Text segment:
* * * * * * * * *

And I think that is important for many of us to remember. Even those of us not fighting an ED. I learned this lesson when my first real injury made it impossible to think of myself as a runner first. And it really has been a lesson that has only helped me the last couple of years.

We all have many important dimensions - warmth to offer others, jokes to tell, activities to do, love to take and return ...
Click to view wayouttashapemama's profile Amateur 9 posts since
Jul 25, 2003
25. Aug 3, 2006 7:51 PM in response to: mariannexc909
Re: eating disorder success stories
It seems to me that women are so cruel and critical of one another at times (maybe even subconsciously). Can't we all just be friends and support each other? If you ask me, women are the ones that have perpetuated the rail thin body image our society portrays as something to starve for. Anyways, my story... I will keep it short because I actually read this thread for some advice and help myself but I think I will look elsewhere as it appears while some people are nice and encouraging... many are just petty. I have had an ED since age 12, recovered and relapsed (seriously) 3x. I am currently relapsed but trying hard to manage and conquer. I will not disclose type, methods, numbers, etc. as I do not want the barrage of opinions that it may elicit but running is therapeutic, addictive, and at times, a means. I love to run but I am also aware of its benefits so it can be very helpful or harmful depending on my place in life. I don't have advice for others although I was a mental health counselor for 8 years. I guess I would just say, love yourself, but wouldn't that be hypocritical?! How about.... Be nice. Good luck and God Bless....

* * * * * * * * *

Provided data:
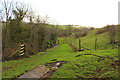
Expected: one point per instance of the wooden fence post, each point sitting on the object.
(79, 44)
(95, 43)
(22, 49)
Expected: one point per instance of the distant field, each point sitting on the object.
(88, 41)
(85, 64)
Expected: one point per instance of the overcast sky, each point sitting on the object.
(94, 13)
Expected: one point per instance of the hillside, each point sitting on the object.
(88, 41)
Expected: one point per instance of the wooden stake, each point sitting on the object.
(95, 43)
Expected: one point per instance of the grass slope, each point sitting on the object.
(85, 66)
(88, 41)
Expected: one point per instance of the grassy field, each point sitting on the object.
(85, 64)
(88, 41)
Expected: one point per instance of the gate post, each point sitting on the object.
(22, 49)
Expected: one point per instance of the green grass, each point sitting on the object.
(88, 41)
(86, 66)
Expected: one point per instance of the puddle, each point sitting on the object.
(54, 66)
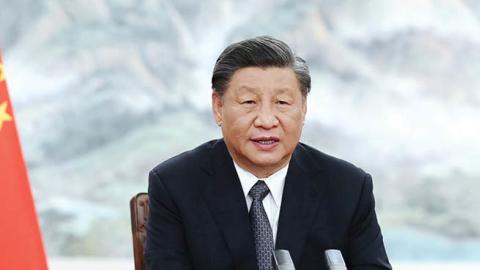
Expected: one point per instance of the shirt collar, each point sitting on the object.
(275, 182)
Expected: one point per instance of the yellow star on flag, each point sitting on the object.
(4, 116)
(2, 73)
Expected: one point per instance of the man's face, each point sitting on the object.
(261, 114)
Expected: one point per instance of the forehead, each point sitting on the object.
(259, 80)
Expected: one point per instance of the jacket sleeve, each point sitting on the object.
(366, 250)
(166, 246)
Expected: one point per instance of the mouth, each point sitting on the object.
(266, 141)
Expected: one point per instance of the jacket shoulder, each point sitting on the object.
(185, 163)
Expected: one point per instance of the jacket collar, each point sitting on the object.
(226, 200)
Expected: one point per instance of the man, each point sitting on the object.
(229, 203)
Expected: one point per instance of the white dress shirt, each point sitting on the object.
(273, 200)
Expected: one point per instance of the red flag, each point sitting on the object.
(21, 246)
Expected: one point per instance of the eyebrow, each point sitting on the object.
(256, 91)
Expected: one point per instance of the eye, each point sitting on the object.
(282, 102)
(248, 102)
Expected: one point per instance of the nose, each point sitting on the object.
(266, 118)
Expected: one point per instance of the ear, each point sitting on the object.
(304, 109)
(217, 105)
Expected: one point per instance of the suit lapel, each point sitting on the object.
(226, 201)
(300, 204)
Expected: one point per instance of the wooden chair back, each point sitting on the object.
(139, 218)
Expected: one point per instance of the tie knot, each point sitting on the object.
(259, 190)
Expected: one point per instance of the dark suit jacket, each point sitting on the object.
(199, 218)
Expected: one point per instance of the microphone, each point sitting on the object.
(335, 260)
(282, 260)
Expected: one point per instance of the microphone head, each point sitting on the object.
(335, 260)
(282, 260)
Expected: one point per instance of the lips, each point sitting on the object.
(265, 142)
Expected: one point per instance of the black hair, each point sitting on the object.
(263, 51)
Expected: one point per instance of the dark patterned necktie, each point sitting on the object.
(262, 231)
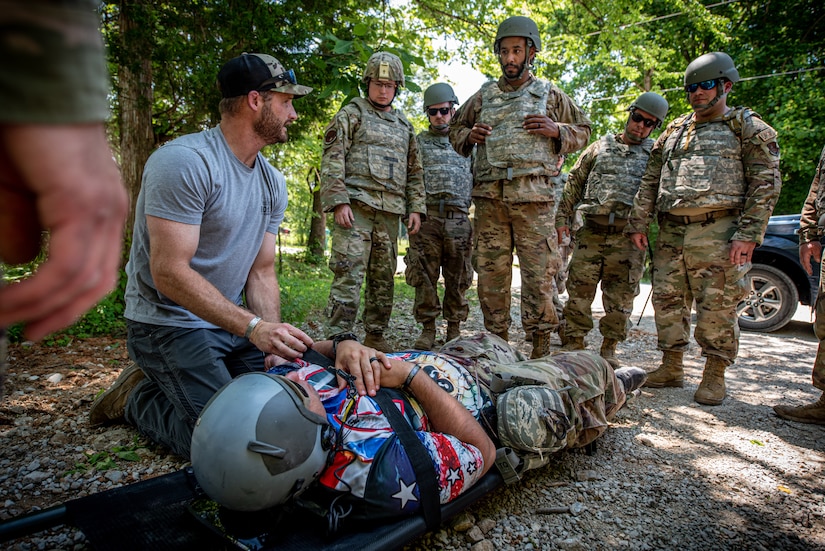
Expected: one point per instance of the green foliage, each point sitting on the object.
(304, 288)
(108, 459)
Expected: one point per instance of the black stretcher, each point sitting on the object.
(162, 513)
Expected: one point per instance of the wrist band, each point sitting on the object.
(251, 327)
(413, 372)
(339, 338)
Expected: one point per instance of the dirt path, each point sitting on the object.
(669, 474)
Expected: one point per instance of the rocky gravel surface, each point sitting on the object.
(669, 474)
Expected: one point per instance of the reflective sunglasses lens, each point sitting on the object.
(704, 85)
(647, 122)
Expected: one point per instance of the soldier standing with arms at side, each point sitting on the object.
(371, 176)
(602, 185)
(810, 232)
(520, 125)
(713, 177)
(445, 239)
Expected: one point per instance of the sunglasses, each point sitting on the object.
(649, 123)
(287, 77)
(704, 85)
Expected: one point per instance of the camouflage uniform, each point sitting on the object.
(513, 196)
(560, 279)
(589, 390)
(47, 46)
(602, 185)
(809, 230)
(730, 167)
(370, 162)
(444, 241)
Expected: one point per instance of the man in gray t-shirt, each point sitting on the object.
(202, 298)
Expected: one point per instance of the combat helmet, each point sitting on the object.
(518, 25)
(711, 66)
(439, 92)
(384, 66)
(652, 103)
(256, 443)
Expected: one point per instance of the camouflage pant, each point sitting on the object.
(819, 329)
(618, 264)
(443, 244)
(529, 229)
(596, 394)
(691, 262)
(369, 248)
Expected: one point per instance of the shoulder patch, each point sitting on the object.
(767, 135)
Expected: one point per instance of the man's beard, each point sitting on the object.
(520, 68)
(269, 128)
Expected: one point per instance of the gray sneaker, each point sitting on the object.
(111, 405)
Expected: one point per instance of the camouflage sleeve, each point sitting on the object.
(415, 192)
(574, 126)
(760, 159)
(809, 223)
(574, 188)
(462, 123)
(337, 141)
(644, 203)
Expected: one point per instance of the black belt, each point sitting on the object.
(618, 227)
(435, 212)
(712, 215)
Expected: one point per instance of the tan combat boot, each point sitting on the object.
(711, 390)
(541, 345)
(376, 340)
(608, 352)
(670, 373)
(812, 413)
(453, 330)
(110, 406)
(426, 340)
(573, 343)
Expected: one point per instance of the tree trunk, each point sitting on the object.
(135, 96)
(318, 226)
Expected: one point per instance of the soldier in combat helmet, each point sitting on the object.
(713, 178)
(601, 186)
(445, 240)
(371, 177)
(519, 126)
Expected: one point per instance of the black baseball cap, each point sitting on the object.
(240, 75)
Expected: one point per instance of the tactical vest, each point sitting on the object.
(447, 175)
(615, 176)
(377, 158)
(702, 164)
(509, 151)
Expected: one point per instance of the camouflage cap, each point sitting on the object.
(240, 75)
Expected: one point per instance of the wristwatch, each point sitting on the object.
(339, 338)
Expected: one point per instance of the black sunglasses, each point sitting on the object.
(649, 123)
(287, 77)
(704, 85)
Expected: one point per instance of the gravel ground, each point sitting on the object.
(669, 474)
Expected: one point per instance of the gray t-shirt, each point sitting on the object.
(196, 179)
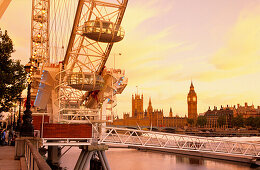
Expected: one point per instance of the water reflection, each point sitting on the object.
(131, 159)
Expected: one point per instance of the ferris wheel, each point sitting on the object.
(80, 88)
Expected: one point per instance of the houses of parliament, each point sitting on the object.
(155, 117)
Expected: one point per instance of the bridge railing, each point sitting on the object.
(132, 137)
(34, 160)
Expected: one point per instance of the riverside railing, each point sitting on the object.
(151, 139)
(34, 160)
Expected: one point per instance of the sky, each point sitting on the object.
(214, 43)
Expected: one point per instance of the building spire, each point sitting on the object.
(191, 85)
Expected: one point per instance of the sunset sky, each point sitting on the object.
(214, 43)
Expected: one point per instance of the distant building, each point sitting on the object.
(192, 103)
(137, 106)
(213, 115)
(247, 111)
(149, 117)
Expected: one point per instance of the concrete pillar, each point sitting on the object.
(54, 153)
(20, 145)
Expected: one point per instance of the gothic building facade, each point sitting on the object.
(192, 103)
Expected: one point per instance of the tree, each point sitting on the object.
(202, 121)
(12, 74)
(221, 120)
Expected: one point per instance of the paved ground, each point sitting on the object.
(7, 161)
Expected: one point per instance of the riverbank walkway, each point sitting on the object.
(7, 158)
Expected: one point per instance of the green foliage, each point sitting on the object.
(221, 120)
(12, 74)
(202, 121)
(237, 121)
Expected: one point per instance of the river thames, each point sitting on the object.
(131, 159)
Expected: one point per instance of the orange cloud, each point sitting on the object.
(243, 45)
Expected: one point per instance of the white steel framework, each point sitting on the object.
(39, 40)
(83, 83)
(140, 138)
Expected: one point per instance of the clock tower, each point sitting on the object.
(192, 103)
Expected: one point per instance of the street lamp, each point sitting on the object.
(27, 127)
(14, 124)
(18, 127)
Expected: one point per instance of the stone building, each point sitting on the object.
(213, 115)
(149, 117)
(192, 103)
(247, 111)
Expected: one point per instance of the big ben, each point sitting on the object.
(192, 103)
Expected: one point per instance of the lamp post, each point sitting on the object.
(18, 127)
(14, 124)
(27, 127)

* * * * * * * * *

Required action 1: In the forum excerpt, rewrite the passage between "And I think" and "couple of years.", inclusive, swapping "runner" for "athlete".
Required action 2: According to the forum excerpt, how many years did the poster work as a mental health counselor?
The items aren't needed for what comes next.

Exercise solution 1:
And I think that is important for many of us to remember. Even those of us not fighting an ED. I learned this lesson when my first real injury made it impossible to think of myself as a athlete first. And it really has been a lesson that has only helped me the last couple of years.

Exercise solution 2: 8 years.